* TASK PROMPT
Convert the material below into a Markdown table with the columns Row and Line, numbering each non-blank line of text and omitting blank lines. Leave the pictures out.

..........

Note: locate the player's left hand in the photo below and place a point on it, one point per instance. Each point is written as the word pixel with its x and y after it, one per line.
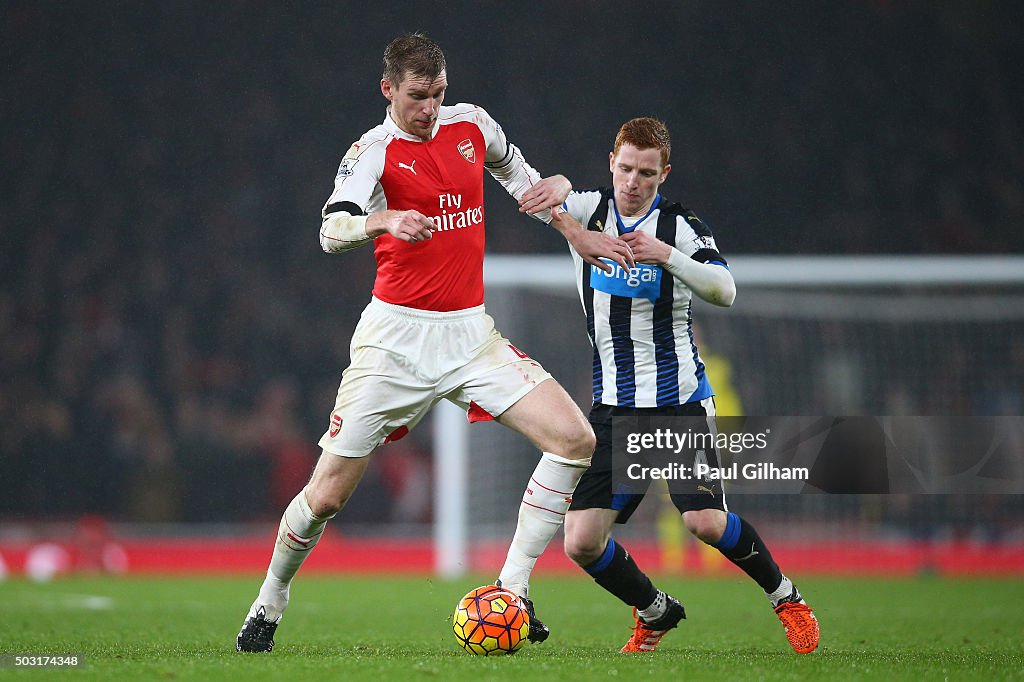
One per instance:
pixel 548 193
pixel 647 248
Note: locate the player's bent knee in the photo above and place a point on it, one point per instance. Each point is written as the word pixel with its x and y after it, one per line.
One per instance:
pixel 584 549
pixel 707 524
pixel 324 505
pixel 580 442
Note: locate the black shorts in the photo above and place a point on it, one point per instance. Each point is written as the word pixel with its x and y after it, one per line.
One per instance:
pixel 596 488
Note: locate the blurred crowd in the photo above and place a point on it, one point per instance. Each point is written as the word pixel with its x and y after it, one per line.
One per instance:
pixel 171 336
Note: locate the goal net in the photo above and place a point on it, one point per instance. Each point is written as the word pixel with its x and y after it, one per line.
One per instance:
pixel 838 336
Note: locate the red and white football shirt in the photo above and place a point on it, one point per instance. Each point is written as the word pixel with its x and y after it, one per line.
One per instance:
pixel 442 178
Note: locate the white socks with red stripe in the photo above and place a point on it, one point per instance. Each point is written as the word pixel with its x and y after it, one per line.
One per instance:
pixel 298 534
pixel 541 514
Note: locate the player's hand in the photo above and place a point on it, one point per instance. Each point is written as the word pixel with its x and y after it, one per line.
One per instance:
pixel 647 248
pixel 548 193
pixel 410 226
pixel 593 246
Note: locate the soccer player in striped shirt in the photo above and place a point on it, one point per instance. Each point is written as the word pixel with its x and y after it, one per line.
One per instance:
pixel 646 364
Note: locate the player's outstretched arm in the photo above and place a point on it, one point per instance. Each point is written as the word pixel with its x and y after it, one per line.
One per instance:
pixel 711 282
pixel 592 246
pixel 343 231
pixel 546 194
pixel 409 226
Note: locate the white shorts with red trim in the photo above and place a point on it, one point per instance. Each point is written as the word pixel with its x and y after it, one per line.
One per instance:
pixel 403 360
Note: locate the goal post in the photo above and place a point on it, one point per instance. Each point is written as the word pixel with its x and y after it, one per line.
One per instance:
pixel 808 335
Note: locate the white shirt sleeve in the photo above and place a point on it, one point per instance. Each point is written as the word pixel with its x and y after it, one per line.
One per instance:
pixel 357 193
pixel 505 162
pixel 712 281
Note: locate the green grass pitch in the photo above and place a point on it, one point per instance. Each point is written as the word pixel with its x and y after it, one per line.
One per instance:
pixel 398 629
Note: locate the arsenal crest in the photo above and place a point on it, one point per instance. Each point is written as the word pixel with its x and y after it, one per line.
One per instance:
pixel 467 151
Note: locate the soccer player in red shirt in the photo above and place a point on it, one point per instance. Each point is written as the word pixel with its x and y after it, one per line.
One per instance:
pixel 414 187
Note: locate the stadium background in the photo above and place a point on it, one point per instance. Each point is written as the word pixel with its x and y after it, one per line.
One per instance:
pixel 171 336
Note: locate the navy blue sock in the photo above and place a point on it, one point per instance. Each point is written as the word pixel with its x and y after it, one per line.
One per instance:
pixel 620 574
pixel 741 545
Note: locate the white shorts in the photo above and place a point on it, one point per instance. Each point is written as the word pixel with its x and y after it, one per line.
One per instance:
pixel 403 360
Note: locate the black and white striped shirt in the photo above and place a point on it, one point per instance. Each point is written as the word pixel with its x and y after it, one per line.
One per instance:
pixel 639 321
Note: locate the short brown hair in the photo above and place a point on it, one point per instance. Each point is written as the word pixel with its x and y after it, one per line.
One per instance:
pixel 413 54
pixel 645 134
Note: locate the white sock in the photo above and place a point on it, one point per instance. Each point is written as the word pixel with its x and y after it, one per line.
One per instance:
pixel 541 514
pixel 298 534
pixel 783 590
pixel 656 609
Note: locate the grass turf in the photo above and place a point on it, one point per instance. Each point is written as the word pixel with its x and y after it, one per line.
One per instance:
pixel 398 629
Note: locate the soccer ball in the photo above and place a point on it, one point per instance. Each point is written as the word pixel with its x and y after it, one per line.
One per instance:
pixel 491 621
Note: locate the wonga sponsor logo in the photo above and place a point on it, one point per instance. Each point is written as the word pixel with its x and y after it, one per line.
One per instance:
pixel 638 282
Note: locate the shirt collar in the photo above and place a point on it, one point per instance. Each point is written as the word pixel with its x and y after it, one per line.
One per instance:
pixel 393 128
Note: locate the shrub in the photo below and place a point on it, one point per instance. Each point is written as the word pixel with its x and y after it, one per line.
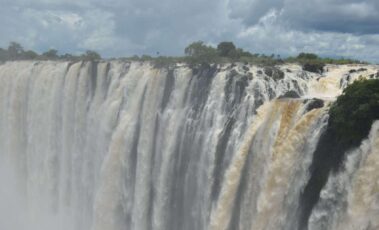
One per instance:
pixel 351 116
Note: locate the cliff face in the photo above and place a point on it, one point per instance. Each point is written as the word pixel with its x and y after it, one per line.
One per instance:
pixel 119 145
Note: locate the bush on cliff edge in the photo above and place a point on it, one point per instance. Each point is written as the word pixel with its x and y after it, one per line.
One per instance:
pixel 352 115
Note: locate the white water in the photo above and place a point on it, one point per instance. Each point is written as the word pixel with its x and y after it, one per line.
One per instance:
pixel 119 145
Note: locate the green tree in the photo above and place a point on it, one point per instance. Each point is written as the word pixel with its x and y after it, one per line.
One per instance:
pixel 351 116
pixel 199 52
pixel 227 49
pixel 307 56
pixel 15 50
pixel 51 54
pixel 91 55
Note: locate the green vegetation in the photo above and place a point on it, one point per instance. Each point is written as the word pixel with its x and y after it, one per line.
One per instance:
pixel 16 52
pixel 196 53
pixel 352 115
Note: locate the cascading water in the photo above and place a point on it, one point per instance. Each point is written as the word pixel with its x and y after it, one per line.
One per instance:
pixel 118 145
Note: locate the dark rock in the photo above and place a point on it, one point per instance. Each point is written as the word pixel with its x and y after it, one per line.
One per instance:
pixel 289 94
pixel 273 72
pixel 352 71
pixel 314 67
pixel 313 103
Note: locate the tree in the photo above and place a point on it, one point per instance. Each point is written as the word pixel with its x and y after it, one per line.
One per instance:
pixel 352 115
pixel 199 52
pixel 15 50
pixel 91 55
pixel 307 56
pixel 227 49
pixel 51 54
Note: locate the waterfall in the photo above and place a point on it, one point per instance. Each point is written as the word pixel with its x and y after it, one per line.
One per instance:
pixel 128 145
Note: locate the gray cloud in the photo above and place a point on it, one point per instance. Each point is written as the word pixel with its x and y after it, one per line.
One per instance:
pixel 125 27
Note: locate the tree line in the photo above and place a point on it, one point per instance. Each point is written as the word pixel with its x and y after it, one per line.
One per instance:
pixel 195 53
pixel 16 52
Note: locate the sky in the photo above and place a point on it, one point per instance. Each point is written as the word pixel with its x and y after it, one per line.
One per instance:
pixel 115 28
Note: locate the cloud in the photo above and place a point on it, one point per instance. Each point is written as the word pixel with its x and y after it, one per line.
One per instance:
pixel 345 16
pixel 125 27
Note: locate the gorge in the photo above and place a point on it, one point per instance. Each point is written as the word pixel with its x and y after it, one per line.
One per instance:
pixel 114 145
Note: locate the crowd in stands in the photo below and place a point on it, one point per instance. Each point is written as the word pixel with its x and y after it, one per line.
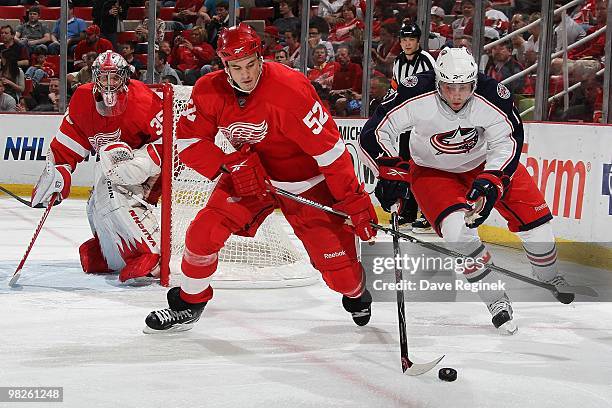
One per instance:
pixel 187 31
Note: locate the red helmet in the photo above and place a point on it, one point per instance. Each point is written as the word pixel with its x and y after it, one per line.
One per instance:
pixel 238 42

..........

* OUTPUT FOR THIS TASK
| Row | Line |
|---|---|
| 1 | Note: locate the player's left hand in the photo below and place a point on it, one point per instance. Each point is written as the word pixel with its x and y after it, one per line. |
| 2 | One per instance: |
| 3 | pixel 548 193 |
| 4 | pixel 647 248 |
| 5 | Note: locate the player's bent knee in the photo above and place a point on it, one point per instance. Each point is written as the word pixel with its x and y after it, one per line. |
| 6 | One per instance: |
| 7 | pixel 584 549 |
| 8 | pixel 707 524 |
| 9 | pixel 324 505 |
| 10 | pixel 580 442 |
| 11 | Note: locate the black shorts in the photo above and place a point on it, one point per instance. Each point is written as the word pixel with its x and y after it, one per line. |
| 12 | One per instance: |
| 13 | pixel 596 488 |
| 14 | Note: locate the blurred crowd in the photo above and place a point on it, one point per instance. Each point is written as the word pixel with its x and y after it, one per line. |
| 15 | One per instance: |
| 16 | pixel 171 336 |
| 17 | Note: locate the goal net in the photo above and place a point on it, one point per instance. Each point is written as the word pixel with its x and y after it, one per line. |
| 18 | One per instance: |
| 19 | pixel 838 336 |
| 20 | Note: locate the red and white football shirt in the photo above and place a point on it, one point per instance. Each point is written as the word pixel with its x and y after it, one per line. |
| 21 | One per instance: |
| 22 | pixel 442 178 |
| 23 | Note: locate the white socks with red stripe in the photo above and place a point on it, one point per instance. Each point is written as the word pixel with its x and y after it, one per line. |
| 24 | One per instance: |
| 25 | pixel 298 534 |
| 26 | pixel 541 514 |
| 27 | Note: locate the player's hand in the photo above and place a point on it, one point per instance. Each point is written as the word pixel with its x and y after it, one per line. |
| 28 | One per instance: |
| 29 | pixel 647 248 |
| 30 | pixel 548 193 |
| 31 | pixel 410 226 |
| 32 | pixel 593 246 |
| 33 | Note: locate the soccer player in striped shirt in the photo above and place a point on it, one point per instance. Each point is written as the word pixel with its x and y after it, one per line. |
| 34 | One per instance: |
| 35 | pixel 646 364 |
| 36 | Note: locate the player's outstretched arm in the photo above and place a point on it, one point per instance. Each point is written as the word pixel with its x and y after it, one per line. |
| 37 | One per instance: |
| 38 | pixel 711 282 |
| 39 | pixel 592 246 |
| 40 | pixel 343 231 |
| 41 | pixel 546 194 |
| 42 | pixel 409 226 |
| 43 | Note: locate the white shorts with red trim in the photo above and place a point on it, one point per instance. Each point is written as the word pixel with its x and y after it, one per line. |
| 44 | One per instance: |
| 45 | pixel 403 360 |
| 46 | Note: locate the goal post in the photo above and place a point on it, one point per instance. Each point is written as the word pixel with its x and y after it, one per line. |
| 47 | One per instance: |
| 48 | pixel 808 335 |
| 49 | Note: locate the white shirt sleeve in the photo above and place a point on it, one point per instance. Each point is written as the word pixel with its x and y after it, one per line. |
| 50 | One per instance: |
| 51 | pixel 357 193 |
| 52 | pixel 505 162 |
| 53 | pixel 712 281 |
| 54 | Note: locate the green grass pitch in the photo above and place a point on it, one point per instance. Each point is written as the word pixel with its x and y after it, one per line. |
| 55 | One per instance: |
| 56 | pixel 398 629 |
| 57 | Note: locate the arsenal crest in the photo above and place a point on it, one point per instance. Each point is written as the word pixel with its x and y after it, one per line. |
| 58 | One per instance: |
| 59 | pixel 467 151 |
| 60 | Note: locate the soccer player in red shirt in the photo above and place a point on it, one point per instance. Each point is written as the word pixel with its x and y after it, one per line. |
| 61 | One per instance: |
| 62 | pixel 414 187 |
| 63 | Note: locate the stadium background in the photo above and place a point on it, one point per instance. Each point is written as the word pixel with its x and y after it, one per line. |
| 64 | One per instance: |
| 65 | pixel 171 336 |
| 66 | Note: locate the navy blue sock in the photo above and place a point on it, one point per instance. Each point is written as the word pixel with its x and y after it, one per line. |
| 67 | One per instance: |
| 68 | pixel 620 574 |
| 69 | pixel 741 545 |
| 70 | Note: locate the white shorts in the photo above and place a point on it, one point per instance. Each point is written as the word pixel with its x and y after it, one per line. |
| 71 | One per instance: |
| 72 | pixel 403 360 |
| 73 | Note: locate the black and white striped shirt in the photo above and place a point on it, one point per instance. Each point is written as the word pixel with its x and y after it, one per line. |
| 74 | One per instance: |
| 75 | pixel 639 321 |
| 76 | Note: locate the short brown hair in the photo above and place a point on it, one point per instance. Each point is written as the word pixel with its x and y after it, one per line. |
| 77 | One per instance: |
| 78 | pixel 413 54 |
| 79 | pixel 645 134 |
| 80 | Note: locate the white sock in the photo above and place a point on it, one point per instance. Each point is written as the word pixel with its x and y after it, one per line. |
| 81 | One per instance: |
| 82 | pixel 541 514 |
| 83 | pixel 298 534 |
| 84 | pixel 783 590 |
| 85 | pixel 656 609 |
| 86 | Note: locate the grass turf in the photo above and place a point on it, one point per instance. Each point is written as the word pixel with its x and y after it, one per line. |
| 87 | One per instance: |
| 88 | pixel 398 629 |
| 89 | Note: locate the soccer ball in the photo above and place a point on it, one point per instance. Each point is written as the word pixel with its x and y after it, one per line. |
| 90 | One per instance: |
| 91 | pixel 491 621 |
| 92 | Note: locate the wonga sponsor logo in the photo above and place a point on it, one point per instance. Each point is written as the word pixel with its x and y after it, one per line. |
| 93 | One per instance: |
| 94 | pixel 638 282 |
| 95 | Note: locate the shirt collar in the photo above and place a point on it, one point per instance. Each point is written as the word pixel with its x and y after it, one per line. |
| 96 | One per instance: |
| 97 | pixel 393 128 |
| 98 | Note: locate the shrub in the photo below and place a point on it, one point per instance. Each point is written as the word pixel with its x and y after it, one per line. |
| 99 | One per instance: |
| 100 | pixel 351 116 |
| 101 | Note: locate the cliff face in the photo above and place a point on it, one point per instance. Each point is written as the word pixel with its x and y after it, one per line. |
| 102 | One per instance: |
| 103 | pixel 119 145 |
| 104 | Note: locate the bush on cliff edge in the photo above and place a point on it, one point per instance. Each point is written as the word pixel with its x and y after it, one per line. |
| 105 | One per instance: |
| 106 | pixel 352 115 |
| 107 | Note: locate the white water in the photo above and place a point on it, one point per instance. Each point is written as the word pixel with its x and y after it, one per line. |
| 108 | One per instance: |
| 109 | pixel 119 145 |
| 110 | Note: locate the green tree in the photo above and place a point on it, one point per instance. Each point is written as the word pixel with its x and y after it, one per line. |
| 111 | One per instance: |
| 112 | pixel 351 116 |
| 113 | pixel 199 52 |
| 114 | pixel 227 49 |
| 115 | pixel 307 56 |
| 116 | pixel 15 50 |
| 117 | pixel 51 54 |
| 118 | pixel 91 55 |
| 119 | Note: locate the green vegetation in the photo above and place a point on it, one point per instance. Each point is written as the word pixel with its x and y after it, one per line. |
| 120 | One per instance: |
| 121 | pixel 16 52 |
| 122 | pixel 196 53 |
| 123 | pixel 352 115 |
| 124 | Note: locate the cascading water in the photo above and place a point on it, one point per instance. Each point is written as the word pixel with its x and y after it, one per line. |
| 125 | One per instance: |
| 126 | pixel 118 145 |
| 127 | Note: locate the dark rock in the photo above and place a point on it, one point per instance. Each point is written as the word pixel with its x and y after it, one per line. |
| 128 | One per instance: |
| 129 | pixel 289 94 |
| 130 | pixel 273 72 |
| 131 | pixel 352 71 |
| 132 | pixel 314 67 |
| 133 | pixel 313 103 |
| 134 | Note: locate the tree in the photo above and place a point on it, one point per instance. Each point is written as the word pixel with its x and y after it, one per line. |
| 135 | One per instance: |
| 136 | pixel 352 115 |
| 137 | pixel 199 52 |
| 138 | pixel 15 50 |
| 139 | pixel 91 55 |
| 140 | pixel 307 56 |
| 141 | pixel 227 49 |
| 142 | pixel 51 54 |
| 143 | Note: locate the waterfall in the photo above and place a point on it, one point per instance. Each point is written as the word pixel with its x and y after it, one per line. |
| 144 | One per instance: |
| 145 | pixel 128 145 |
| 146 | Note: locate the gray cloud in the photo above and place a point on it, one point per instance. Each point is written as the word pixel with its x and y after it, one per line. |
| 147 | One per instance: |
| 148 | pixel 125 27 |
| 149 | Note: locate the tree line in the photo above and place a point on it, one point per instance. Each point is written as the word pixel with its x and y after it, one per line. |
| 150 | One per instance: |
| 151 | pixel 195 53 |
| 152 | pixel 16 52 |
| 153 | Note: locate the sky in the photo above and place a point on it, one point per instance. Each point is written as the word pixel with its x and y after it, one per line. |
| 154 | One per instance: |
| 155 | pixel 115 28 |
| 156 | Note: locate the cloud in the photo above and place a point on it, one point per instance. Each point is written as the word pixel with its x and y after it, one per line. |
| 157 | One per instance: |
| 158 | pixel 345 16 |
| 159 | pixel 125 27 |
| 160 | Note: locate the gorge in the photo above and place a point on it, one point per instance. Each point is written as the word pixel with its x and y after it, one per line. |
| 161 | One per instance: |
| 162 | pixel 114 145 |
| 163 | Note: locate the crowd in stands in the photo below and place a point on it, one point per instance. Each point is written as the word pixel with its x and y after it, one per line. |
| 164 | One per instance: |
| 165 | pixel 187 31 |
| 166 | Note: locate the red helmet in the photo above and place a point on it, one point per instance. Each point is written as the word pixel with its x and y after it, one per line. |
| 167 | One per instance: |
| 168 | pixel 238 42 |